## Written exercise 1
How many lines in the entries below contain the string "mirror"? Reply with the number alone.

## Reading text
______________________________

= Antonio Panciera =

Italian Cardinal and humanist (1350–1431)

Antonio Panciera (1350–1431) was an Italian Cardinal and humanist.

==Biography==
Born at Portogruaro, he studied law at the University of Padua, and worked in the papal administration. From 1393 he was bishop of Concordia, and in 1402 Patriarch of Aquileia. The following year he was able to obtain the palatine title of the castle of Zoppola. This caused a crisis with the other Friulian nobles, after which Panciera followed a pro-Venetian policy, leading the people of Cividale del Friuli to ask his removal to Pope Gregory XII. On 13 June 1408 he was therefore replaced as patriarch by Antonio di Ponte, but, with the support of some cardinals who opposed Gregory, he obtained his reinstatement at the Council of Basel.

______________________________

## Written exercise 2
According to the Antonio Panciera biography, who replaced him as patriarch on 13 June 1408?

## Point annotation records

______________________________

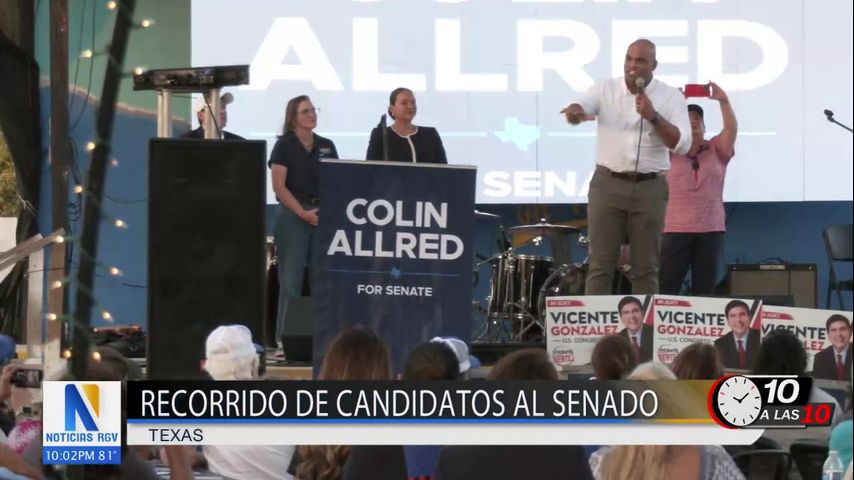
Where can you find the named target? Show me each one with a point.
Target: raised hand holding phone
(697, 90)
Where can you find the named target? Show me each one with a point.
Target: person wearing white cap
(231, 355)
(200, 106)
(461, 350)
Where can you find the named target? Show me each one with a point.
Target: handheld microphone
(384, 128)
(503, 241)
(829, 115)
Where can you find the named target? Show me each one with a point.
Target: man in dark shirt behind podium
(199, 107)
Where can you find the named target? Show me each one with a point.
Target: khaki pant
(621, 209)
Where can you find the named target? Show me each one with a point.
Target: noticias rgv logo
(82, 422)
(76, 407)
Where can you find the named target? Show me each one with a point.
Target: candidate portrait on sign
(636, 332)
(739, 347)
(834, 362)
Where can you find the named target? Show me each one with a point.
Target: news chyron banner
(732, 325)
(826, 335)
(394, 244)
(576, 324)
(474, 412)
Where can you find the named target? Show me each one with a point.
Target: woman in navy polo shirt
(406, 142)
(295, 163)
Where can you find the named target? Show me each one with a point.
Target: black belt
(632, 176)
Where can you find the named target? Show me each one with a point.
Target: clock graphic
(736, 401)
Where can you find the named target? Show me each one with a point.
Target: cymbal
(478, 213)
(545, 228)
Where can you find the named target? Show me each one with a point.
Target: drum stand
(495, 327)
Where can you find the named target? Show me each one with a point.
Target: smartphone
(697, 90)
(28, 378)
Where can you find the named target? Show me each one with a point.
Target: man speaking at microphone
(640, 120)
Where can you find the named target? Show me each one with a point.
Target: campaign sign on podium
(395, 252)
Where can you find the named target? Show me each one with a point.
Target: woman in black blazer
(406, 142)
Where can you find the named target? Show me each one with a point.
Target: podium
(395, 252)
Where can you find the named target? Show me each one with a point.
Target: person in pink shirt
(695, 223)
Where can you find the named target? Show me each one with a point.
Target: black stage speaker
(206, 262)
(798, 280)
(298, 338)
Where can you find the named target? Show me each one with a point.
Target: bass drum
(516, 283)
(572, 280)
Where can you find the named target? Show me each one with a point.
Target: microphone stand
(830, 119)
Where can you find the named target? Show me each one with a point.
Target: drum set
(514, 309)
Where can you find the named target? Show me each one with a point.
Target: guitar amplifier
(800, 280)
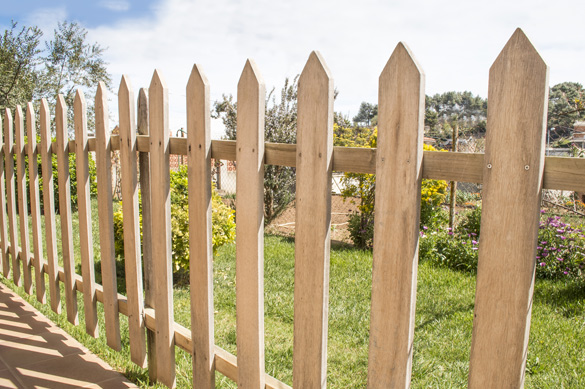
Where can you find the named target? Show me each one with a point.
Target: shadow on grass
(565, 297)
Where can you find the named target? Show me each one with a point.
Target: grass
(444, 318)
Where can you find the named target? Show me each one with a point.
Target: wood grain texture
(3, 214)
(84, 214)
(396, 223)
(65, 209)
(200, 228)
(250, 227)
(35, 204)
(161, 228)
(313, 223)
(144, 173)
(11, 193)
(132, 249)
(561, 173)
(49, 207)
(20, 153)
(513, 177)
(106, 218)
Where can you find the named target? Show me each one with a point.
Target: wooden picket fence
(513, 172)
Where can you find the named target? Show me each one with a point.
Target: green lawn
(444, 318)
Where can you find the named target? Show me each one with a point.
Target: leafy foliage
(366, 113)
(565, 107)
(280, 127)
(19, 58)
(360, 189)
(222, 217)
(68, 62)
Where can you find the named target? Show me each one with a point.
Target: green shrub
(360, 189)
(446, 248)
(560, 250)
(223, 225)
(471, 221)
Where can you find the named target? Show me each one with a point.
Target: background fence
(512, 172)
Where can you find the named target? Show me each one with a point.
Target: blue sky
(455, 41)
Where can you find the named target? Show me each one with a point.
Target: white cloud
(46, 19)
(115, 5)
(455, 42)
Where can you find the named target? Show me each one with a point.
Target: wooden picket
(513, 172)
(106, 218)
(65, 209)
(396, 224)
(132, 252)
(49, 207)
(3, 214)
(200, 234)
(250, 228)
(144, 172)
(20, 153)
(513, 175)
(84, 214)
(35, 204)
(11, 193)
(313, 223)
(161, 221)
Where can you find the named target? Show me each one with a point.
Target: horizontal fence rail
(560, 173)
(514, 158)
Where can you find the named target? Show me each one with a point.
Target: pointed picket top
(197, 80)
(316, 68)
(125, 87)
(517, 54)
(126, 104)
(79, 102)
(251, 73)
(401, 63)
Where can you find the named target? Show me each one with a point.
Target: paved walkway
(35, 353)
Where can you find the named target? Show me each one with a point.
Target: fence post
(35, 204)
(11, 193)
(84, 213)
(313, 221)
(49, 207)
(512, 178)
(250, 228)
(396, 224)
(65, 209)
(106, 218)
(161, 227)
(3, 214)
(22, 200)
(200, 234)
(144, 168)
(132, 253)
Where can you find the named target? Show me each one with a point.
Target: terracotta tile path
(35, 353)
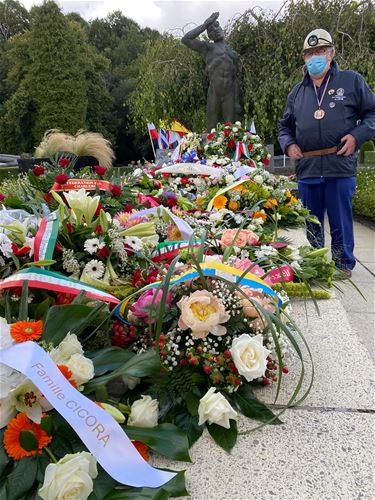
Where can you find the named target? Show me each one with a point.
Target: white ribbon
(100, 432)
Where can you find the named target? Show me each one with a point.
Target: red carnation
(64, 162)
(103, 253)
(61, 178)
(115, 190)
(38, 170)
(99, 170)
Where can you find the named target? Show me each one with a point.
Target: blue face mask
(316, 65)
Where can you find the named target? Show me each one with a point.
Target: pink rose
(145, 306)
(243, 238)
(202, 312)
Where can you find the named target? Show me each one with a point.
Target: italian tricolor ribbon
(212, 269)
(56, 282)
(45, 239)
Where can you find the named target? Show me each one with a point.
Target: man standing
(221, 65)
(327, 117)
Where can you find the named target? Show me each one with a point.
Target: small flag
(154, 136)
(163, 139)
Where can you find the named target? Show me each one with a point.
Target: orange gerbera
(142, 449)
(220, 201)
(12, 435)
(259, 215)
(26, 330)
(67, 374)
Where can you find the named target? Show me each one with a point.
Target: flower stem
(51, 455)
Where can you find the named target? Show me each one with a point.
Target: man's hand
(349, 145)
(294, 152)
(210, 20)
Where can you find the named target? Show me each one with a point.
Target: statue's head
(215, 32)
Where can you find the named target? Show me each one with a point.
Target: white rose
(144, 412)
(67, 347)
(249, 356)
(215, 409)
(69, 479)
(82, 369)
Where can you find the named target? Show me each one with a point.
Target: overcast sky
(164, 15)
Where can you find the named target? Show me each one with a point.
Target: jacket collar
(332, 72)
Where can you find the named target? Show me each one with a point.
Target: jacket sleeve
(365, 130)
(286, 125)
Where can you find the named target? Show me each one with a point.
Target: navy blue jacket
(349, 107)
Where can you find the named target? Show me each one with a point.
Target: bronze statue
(221, 64)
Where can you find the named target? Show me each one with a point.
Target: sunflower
(12, 436)
(26, 330)
(67, 374)
(220, 202)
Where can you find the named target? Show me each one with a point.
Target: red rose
(61, 178)
(103, 253)
(38, 170)
(99, 170)
(115, 190)
(64, 162)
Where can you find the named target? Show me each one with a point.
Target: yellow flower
(233, 205)
(220, 202)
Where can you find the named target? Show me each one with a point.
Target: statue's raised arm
(189, 39)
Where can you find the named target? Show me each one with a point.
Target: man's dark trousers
(335, 196)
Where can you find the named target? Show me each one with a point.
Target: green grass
(364, 199)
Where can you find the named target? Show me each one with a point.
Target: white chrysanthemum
(93, 245)
(94, 268)
(134, 243)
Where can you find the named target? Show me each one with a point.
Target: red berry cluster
(123, 335)
(271, 371)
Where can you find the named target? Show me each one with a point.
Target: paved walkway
(324, 449)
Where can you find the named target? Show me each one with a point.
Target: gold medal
(319, 114)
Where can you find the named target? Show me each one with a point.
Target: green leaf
(166, 439)
(28, 441)
(61, 320)
(109, 359)
(140, 365)
(245, 401)
(225, 438)
(174, 488)
(21, 479)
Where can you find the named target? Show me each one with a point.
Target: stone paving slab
(313, 455)
(343, 368)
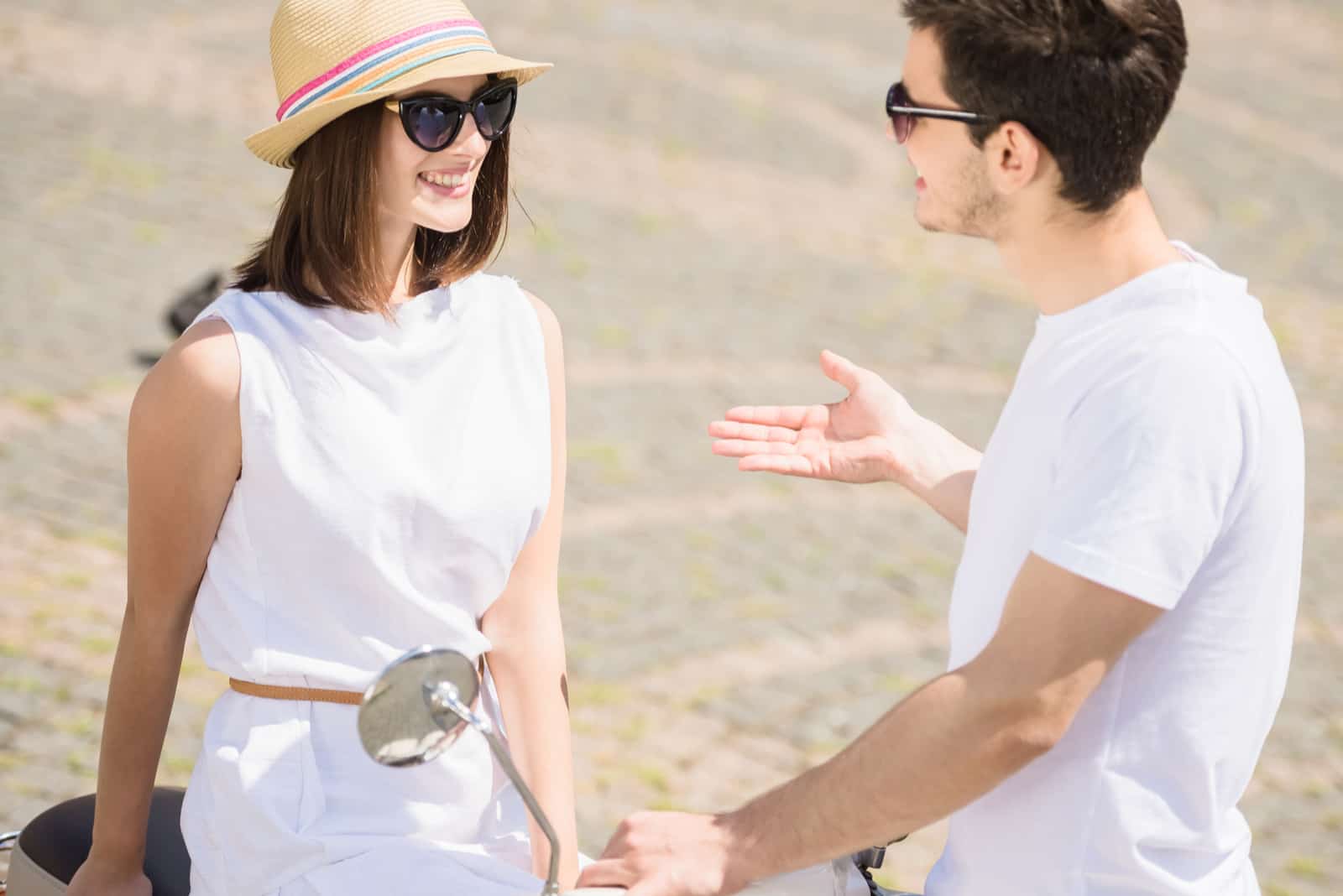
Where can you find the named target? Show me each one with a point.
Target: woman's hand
(97, 878)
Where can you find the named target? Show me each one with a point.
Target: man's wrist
(745, 847)
(911, 461)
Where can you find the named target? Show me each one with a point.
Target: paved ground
(713, 203)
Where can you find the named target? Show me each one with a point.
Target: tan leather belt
(282, 692)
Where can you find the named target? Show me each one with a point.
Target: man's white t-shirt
(1152, 445)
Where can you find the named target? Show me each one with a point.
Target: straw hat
(333, 55)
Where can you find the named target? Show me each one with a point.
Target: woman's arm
(527, 658)
(185, 451)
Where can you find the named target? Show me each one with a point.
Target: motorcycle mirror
(400, 723)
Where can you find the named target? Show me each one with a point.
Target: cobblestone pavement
(712, 203)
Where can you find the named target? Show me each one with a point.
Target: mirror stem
(445, 698)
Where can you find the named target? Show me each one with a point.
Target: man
(1123, 612)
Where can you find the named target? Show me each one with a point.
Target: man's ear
(1014, 157)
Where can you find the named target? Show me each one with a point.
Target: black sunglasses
(904, 114)
(434, 122)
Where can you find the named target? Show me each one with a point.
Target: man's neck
(1072, 259)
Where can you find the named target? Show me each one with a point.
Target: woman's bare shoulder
(199, 374)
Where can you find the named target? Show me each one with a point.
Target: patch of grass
(1316, 789)
(758, 609)
(588, 584)
(608, 457)
(598, 694)
(1306, 867)
(935, 565)
(98, 644)
(653, 777)
(77, 762)
(178, 766)
(22, 685)
(704, 582)
(897, 683)
(754, 531)
(633, 730)
(700, 541)
(74, 581)
(675, 148)
(114, 169)
(39, 403)
(704, 695)
(648, 224)
(546, 239)
(105, 539)
(577, 267)
(80, 726)
(613, 336)
(148, 233)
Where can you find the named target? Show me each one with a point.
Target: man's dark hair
(1094, 80)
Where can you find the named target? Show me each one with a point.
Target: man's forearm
(937, 752)
(946, 475)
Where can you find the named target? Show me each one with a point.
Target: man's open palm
(865, 438)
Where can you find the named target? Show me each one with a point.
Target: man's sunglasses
(904, 113)
(434, 122)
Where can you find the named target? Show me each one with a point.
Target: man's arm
(873, 435)
(940, 748)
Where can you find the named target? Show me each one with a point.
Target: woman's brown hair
(326, 233)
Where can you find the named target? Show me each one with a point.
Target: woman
(356, 450)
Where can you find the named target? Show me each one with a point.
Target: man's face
(954, 192)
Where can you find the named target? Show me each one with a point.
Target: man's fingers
(839, 369)
(606, 873)
(729, 430)
(792, 416)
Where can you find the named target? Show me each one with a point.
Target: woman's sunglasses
(434, 122)
(904, 114)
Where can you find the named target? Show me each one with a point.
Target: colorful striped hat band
(374, 66)
(332, 56)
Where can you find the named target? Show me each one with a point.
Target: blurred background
(709, 203)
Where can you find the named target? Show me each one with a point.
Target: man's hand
(870, 436)
(669, 853)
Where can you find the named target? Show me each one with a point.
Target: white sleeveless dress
(391, 474)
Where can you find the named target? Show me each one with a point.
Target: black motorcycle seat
(60, 839)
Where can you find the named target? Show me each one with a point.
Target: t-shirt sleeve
(1150, 461)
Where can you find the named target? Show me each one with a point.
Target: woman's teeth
(445, 180)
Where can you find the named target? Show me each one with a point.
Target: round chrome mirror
(398, 721)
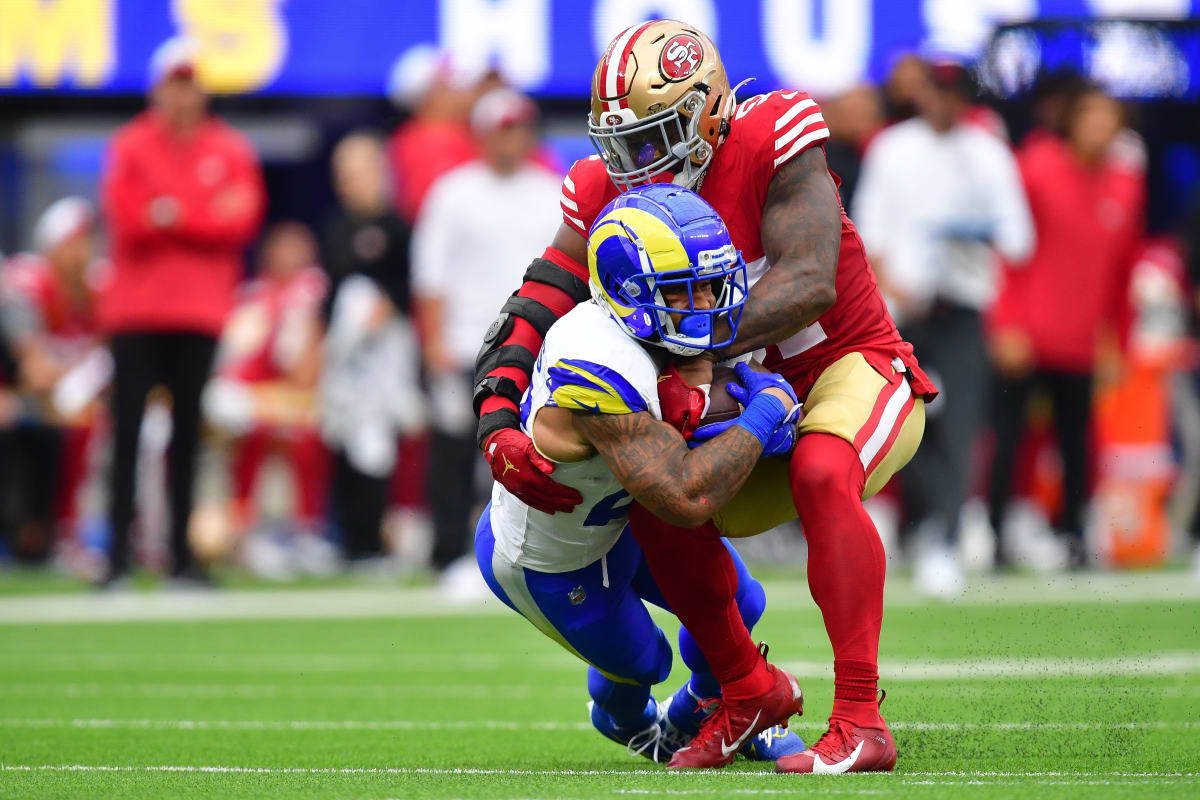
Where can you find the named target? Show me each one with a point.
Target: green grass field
(1086, 687)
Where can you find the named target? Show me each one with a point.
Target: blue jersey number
(607, 510)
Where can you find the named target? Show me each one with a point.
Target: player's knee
(649, 666)
(825, 467)
(751, 600)
(654, 665)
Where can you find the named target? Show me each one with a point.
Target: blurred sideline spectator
(472, 242)
(903, 85)
(366, 236)
(183, 196)
(853, 119)
(370, 385)
(1186, 503)
(47, 319)
(263, 396)
(437, 137)
(937, 199)
(1056, 324)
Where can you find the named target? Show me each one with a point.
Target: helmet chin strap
(696, 326)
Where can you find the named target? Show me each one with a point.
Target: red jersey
(269, 325)
(1089, 227)
(46, 307)
(420, 152)
(766, 132)
(180, 277)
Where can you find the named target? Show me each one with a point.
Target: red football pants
(846, 570)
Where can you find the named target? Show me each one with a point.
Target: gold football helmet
(660, 103)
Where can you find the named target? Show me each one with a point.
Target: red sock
(846, 567)
(699, 579)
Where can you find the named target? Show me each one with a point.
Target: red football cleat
(845, 749)
(732, 723)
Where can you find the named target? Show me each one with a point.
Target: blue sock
(623, 705)
(751, 601)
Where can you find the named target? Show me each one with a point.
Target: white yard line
(660, 773)
(395, 602)
(509, 725)
(1151, 665)
(271, 691)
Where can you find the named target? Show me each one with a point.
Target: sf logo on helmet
(681, 56)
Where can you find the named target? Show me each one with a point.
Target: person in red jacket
(1056, 322)
(183, 196)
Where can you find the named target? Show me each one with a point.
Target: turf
(1036, 692)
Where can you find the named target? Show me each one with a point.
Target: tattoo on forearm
(653, 462)
(802, 238)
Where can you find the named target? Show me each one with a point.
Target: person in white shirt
(471, 246)
(939, 203)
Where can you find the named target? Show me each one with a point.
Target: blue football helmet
(661, 236)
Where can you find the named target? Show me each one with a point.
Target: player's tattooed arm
(652, 461)
(802, 238)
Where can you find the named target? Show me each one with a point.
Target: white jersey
(587, 362)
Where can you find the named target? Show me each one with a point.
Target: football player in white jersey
(663, 272)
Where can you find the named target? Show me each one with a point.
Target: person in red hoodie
(1057, 319)
(183, 196)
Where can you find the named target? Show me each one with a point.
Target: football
(721, 404)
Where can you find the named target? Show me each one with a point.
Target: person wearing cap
(47, 320)
(939, 203)
(183, 197)
(471, 246)
(1059, 323)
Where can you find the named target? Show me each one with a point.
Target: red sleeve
(525, 334)
(780, 126)
(586, 191)
(207, 222)
(1120, 305)
(126, 194)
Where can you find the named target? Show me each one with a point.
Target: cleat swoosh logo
(729, 750)
(844, 765)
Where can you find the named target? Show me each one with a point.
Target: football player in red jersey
(663, 110)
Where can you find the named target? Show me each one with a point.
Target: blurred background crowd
(239, 334)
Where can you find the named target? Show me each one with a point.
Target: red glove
(682, 403)
(523, 471)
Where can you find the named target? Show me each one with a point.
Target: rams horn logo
(681, 56)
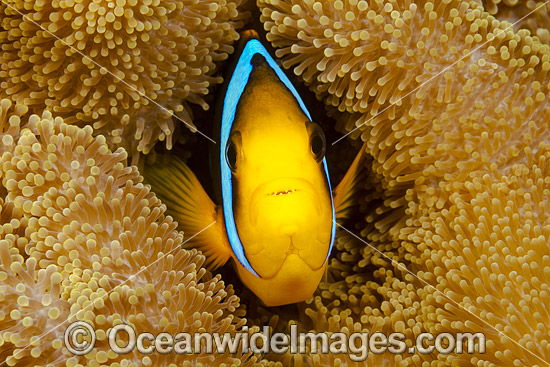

______________________________

## Problem solution 1
3

## Problem solution 2
Antonio di Ponte